Selected extract.
◆ ◆ ◆ ◆ ◆ ◆ ◆
Plots of toluene/methylcyclohexane ratios versus: (A) δ13C values of toluene; (B) δD values of toluene; (C) δ13C values of methylcyclohexane; and (D) δD values of methyl cyclohexane in Tazhong light crude oils.
Conclusions
A total of 89 crude oils were analyzed in this study with emphasis on TZ light crude oil aromatic hydrocarbons from different structural zones. The aim of this study was to evaluate the geochemical parameters of these crude oils and to investigate their stable carbon/hydrogen isotope ratios.
Results reveal that the crude oils from TZ area are highly mature, especially true for the light crude oils. At high mature stage the normal biomarker parameters are invalid and then the aromatic hydrocarbon compounds are the main study targets in this work. The distribution of aromatic hydrocarbons is different between crude oils from different structural zone. Thus, the MN/DMN, DMN/TMN, MCH/Tol, DBT/phenanthrene, and naphthalene/phenanthrene ratios of crude oils from the TZ Number I fault zone range widely while those from the TZ Number 10 structural zone encompass a relatively narrow range of variation. This difference highlights the fact that the TZ Number I fault zone experienced more intense structural movements than the TZ Number 10 structural zone. The former also formed a more effective migration pathway as a result; thus, the crude oils that formed within the TZ Number I fault zone have undergone several charging phases and are more complicated in composition.
◆ ◆ ◆ ◆ ◆ ◆ ◆
Exercise prompt.
Could you copy the Tazhong crude oil text between "Conclusions" and "carbon/hydrogen isotope ratios.", inclusive, renaming "crude oils" to "oil samples" wherever it appears? The material that comes next has no connection to the Tazhong crude oil text.

Recorded data.
◆ ◆ ◆ ◆ ◆ ◆ ◆
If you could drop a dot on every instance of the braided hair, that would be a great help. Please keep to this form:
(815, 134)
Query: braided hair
◆ ◆ ◆ ◆ ◆ ◆ ◆
Worked solution.
Conclusions
A total of 89 oil samples were analyzed in this study with emphasis on TZ light crude oil aromatic hydrocarbons from different structural zones. The aim of this study was to evaluate the geochemical parameters of these oil samples and to investigate their stable carbon/hydrogen isotope ratios.